- _EXERCISE GOAL_: Reproduce the listing below, substituting "object localization task" for every occurrence of "visual detection problem" and leaving everything else as it is.

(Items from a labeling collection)
↓
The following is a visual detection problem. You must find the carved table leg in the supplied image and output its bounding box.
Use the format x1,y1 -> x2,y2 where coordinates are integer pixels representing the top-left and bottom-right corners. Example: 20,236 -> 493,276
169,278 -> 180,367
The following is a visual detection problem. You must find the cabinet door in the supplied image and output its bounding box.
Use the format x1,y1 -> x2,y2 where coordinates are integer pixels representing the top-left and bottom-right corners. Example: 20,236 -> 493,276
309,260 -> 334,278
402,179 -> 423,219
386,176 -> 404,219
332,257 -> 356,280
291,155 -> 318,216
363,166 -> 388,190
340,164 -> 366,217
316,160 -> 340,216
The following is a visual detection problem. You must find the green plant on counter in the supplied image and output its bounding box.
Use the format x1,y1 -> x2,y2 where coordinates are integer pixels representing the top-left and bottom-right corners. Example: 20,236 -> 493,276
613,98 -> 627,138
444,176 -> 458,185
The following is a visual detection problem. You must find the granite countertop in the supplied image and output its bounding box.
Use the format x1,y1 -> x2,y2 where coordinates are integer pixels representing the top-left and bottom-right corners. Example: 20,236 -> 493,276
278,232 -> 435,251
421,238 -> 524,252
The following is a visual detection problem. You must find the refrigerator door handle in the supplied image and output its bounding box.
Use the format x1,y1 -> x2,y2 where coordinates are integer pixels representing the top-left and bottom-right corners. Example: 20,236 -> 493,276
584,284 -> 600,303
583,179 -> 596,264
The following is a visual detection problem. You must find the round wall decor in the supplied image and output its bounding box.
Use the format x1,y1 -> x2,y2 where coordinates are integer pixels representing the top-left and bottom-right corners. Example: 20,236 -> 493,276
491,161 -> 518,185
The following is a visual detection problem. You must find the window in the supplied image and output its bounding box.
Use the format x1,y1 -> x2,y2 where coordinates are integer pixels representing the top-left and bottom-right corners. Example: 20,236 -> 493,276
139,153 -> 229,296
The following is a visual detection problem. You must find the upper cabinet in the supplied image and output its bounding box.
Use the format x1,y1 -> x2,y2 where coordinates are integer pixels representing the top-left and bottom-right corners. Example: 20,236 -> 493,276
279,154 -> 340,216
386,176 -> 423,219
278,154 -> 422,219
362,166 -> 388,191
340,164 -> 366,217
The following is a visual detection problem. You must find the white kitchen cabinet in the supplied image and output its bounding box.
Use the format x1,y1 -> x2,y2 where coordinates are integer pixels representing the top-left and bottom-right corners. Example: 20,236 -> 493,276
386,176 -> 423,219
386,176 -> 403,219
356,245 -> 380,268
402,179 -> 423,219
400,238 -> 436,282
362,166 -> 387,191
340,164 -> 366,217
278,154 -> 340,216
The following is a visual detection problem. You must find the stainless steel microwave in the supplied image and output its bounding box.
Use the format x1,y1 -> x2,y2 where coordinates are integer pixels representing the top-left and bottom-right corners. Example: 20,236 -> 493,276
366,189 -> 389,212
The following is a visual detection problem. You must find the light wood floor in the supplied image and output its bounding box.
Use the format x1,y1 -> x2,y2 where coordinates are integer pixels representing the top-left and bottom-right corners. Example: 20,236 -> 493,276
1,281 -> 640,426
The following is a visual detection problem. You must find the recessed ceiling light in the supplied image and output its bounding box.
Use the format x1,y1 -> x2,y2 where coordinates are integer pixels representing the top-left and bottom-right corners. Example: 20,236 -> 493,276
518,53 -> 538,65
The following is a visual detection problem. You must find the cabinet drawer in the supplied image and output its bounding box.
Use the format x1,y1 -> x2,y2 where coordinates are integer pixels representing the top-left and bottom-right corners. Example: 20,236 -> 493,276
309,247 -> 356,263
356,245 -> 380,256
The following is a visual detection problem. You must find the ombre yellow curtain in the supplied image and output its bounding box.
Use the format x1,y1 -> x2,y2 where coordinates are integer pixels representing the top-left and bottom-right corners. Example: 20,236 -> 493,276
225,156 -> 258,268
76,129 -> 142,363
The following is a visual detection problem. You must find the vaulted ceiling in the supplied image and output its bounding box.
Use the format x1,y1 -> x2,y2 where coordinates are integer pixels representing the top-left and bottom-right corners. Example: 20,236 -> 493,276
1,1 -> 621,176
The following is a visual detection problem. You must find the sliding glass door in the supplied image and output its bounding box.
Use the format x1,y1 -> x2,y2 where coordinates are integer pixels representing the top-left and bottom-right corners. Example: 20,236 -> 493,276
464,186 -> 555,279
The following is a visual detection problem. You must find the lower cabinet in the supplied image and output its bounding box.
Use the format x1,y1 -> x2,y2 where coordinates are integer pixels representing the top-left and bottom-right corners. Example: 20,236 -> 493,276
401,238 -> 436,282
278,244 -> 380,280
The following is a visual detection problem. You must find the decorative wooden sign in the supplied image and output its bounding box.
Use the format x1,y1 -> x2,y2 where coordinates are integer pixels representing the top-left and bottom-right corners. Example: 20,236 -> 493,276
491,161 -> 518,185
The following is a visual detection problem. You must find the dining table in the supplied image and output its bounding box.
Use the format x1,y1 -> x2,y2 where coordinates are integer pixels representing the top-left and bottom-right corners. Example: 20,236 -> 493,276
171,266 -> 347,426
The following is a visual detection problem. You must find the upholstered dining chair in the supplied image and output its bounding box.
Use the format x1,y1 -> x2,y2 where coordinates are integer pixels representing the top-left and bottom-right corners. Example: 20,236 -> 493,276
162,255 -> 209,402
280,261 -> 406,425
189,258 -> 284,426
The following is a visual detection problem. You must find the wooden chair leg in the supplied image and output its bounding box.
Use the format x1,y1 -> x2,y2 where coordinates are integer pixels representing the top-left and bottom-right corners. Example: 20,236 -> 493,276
↑
- _EXERCISE ANSWER_:
The following is a object localization task. You must find the carved table leg in the supplied image and output its bounding box.
Use the format x1,y1 -> x2,y2 where coordinates are integer pixels representing the top-left and bottom-right corners. Example: 20,236 -> 493,276
169,278 -> 180,367
The following is a object localization task. You must find the cabinet door in the supplied image and output its bounding box.
Use the format x1,y1 -> x2,y2 where coordinates are integer pixels representing the top-left and bottom-right corners. Example: 20,236 -> 493,276
309,260 -> 334,278
402,179 -> 423,219
386,176 -> 404,219
332,257 -> 356,280
291,155 -> 318,216
363,166 -> 388,190
340,164 -> 366,217
316,160 -> 340,216
The following is a object localization task. You must find the green plant on counter in the supplied image and output its bounding box.
Use the format x1,y1 -> x2,y2 where coordinates are integer pixels representing the top-left and bottom-right corners. Example: 20,236 -> 493,276
613,98 -> 627,138
444,176 -> 458,185
The following is a object localization task. You must find the granite countertop in the supplied image and output its bounding box.
Use the format x1,y1 -> x2,y2 where coordinates are integer pixels representing the top-left and bottom-right corners. Example: 20,236 -> 493,276
278,232 -> 435,251
421,238 -> 524,252
The following is a object localization task. You must find the refrigerator door handle in the supplied image and output its bounding box.
Use the format x1,y1 -> x2,y2 where coordinates are integer pixels representing the top-left and bottom-right corners. Example: 20,236 -> 493,276
584,284 -> 600,303
583,179 -> 596,264
The following is a object localization task. You must find the round wall decor in the supplied image and output its bounding box.
Use the format x1,y1 -> x2,y2 where coordinates are integer pixels representing the top-left and bottom-right corners. Example: 20,236 -> 493,276
491,161 -> 518,185
The following is a object localization task. You must find the window in the supplied image and output its bounding box.
Use the format x1,y1 -> x2,y2 where coordinates are integer pixels representing the top-left and bottom-right corners. Example: 20,236 -> 493,276
139,153 -> 229,296
The following is a object localization task. You must find the upper cabinet in the supplied image and output its bounding box.
Use the format x1,y1 -> x2,y2 where coordinates are integer pixels representing the top-left and bottom-right corners. Example: 20,236 -> 493,276
279,154 -> 340,216
386,176 -> 423,219
278,154 -> 422,219
362,166 -> 388,191
340,164 -> 366,217
The following is a object localization task. You must find the white kitchen cabinet in the supplied image and output its bounding box.
Use the format x1,y1 -> x2,y2 where coordinates are integer pixels representing the top-left and bottom-right corners. Example: 20,236 -> 493,276
386,176 -> 423,219
386,176 -> 403,219
356,245 -> 380,268
402,179 -> 423,219
400,238 -> 436,282
362,166 -> 387,191
340,164 -> 366,217
278,154 -> 340,216
The following is a object localization task. You must find the stainless steel microwave in the supplied image and output its bounding box.
Use the format x1,y1 -> x2,y2 where coordinates are integer pixels representing the top-left and bottom-right corners. Example: 20,236 -> 493,276
366,189 -> 389,212
The following is a object localization task. You must find the light wood floor in the supplied image and output its bounding box.
Use the format x1,y1 -> x2,y2 where coordinates are integer pixels representing the top-left and bottom-right corners. Example: 20,236 -> 493,276
1,281 -> 640,426
The following is a object localization task. You must find the recessed ceiling light in the supplied image and output its bounding box.
Use the format x1,y1 -> x2,y2 where coordinates are integer pixels representing the top-left and bottom-right corners. Example: 20,236 -> 493,276
518,53 -> 538,65
The following is a object localization task. You must find the cabinet drawer in the supplied image and output its bounding box.
Use the format x1,y1 -> x2,y2 where coordinates are integer pixels representing the top-left and bottom-right corners. Example: 20,236 -> 493,276
309,247 -> 356,263
356,245 -> 380,256
The following is a object localization task. You must find the ombre yellow curtain in the supplied image and output its bounding box.
Use the format x1,y1 -> x2,y2 where coordinates are integer pixels representing the top-left and bottom-right corners. Example: 20,236 -> 493,276
225,156 -> 258,268
76,129 -> 142,363
The following is a object localization task. You must find the vaulted ceiling in the supplied image and output its bounding box.
Use the format x1,y1 -> x2,y2 where coordinates are integer pixels representing the top-left and bottom-right corners. Example: 20,236 -> 493,276
1,1 -> 621,176
The following is a object localization task. You must find the sliding glass door in the supplied image and output its bounding box.
Use the format x1,y1 -> x2,y2 where coordinates are integer pixels representing the top-left and bottom-right corners. Example: 20,236 -> 493,276
464,186 -> 555,279
The following is a object localization task. You must find the lower cabinet in the supplied image and output its bounding box.
Use the format x1,y1 -> x2,y2 where coordinates are integer pixels representing the top-left and bottom-right corners. Example: 20,236 -> 493,276
401,238 -> 436,282
278,244 -> 380,280
The following is a object localization task. You must find the decorative wooden sign in the supplied image and output its bounding box.
Use the format x1,y1 -> x2,y2 where coordinates are integer pixels representing the top-left and bottom-right corners. Example: 20,236 -> 493,276
491,161 -> 518,185
The following is a object localization task. You must find the dining table in the supplied image and output its bounding box.
Use the format x1,y1 -> x2,y2 where coordinates are integer pixels representing the top-left and bottom-right corners. Example: 20,236 -> 493,276
171,266 -> 347,426
The following is a object localization task. You must find the upholstered dining chair in the supplied image and output its bounding box.
Use the format x1,y1 -> x2,y2 where coordinates are integer pixels representing the top-left and bottom-right corners. Example: 20,236 -> 493,276
162,255 -> 209,402
280,261 -> 406,425
189,258 -> 284,426
The following is a object localization task. You must find the wooden chair leg in the supplied image and output its bounding box.
Use the format x1,y1 -> x2,y2 where coordinates are integer pixels representing the top-left and bottom-right corners. Example: 20,236 -> 493,276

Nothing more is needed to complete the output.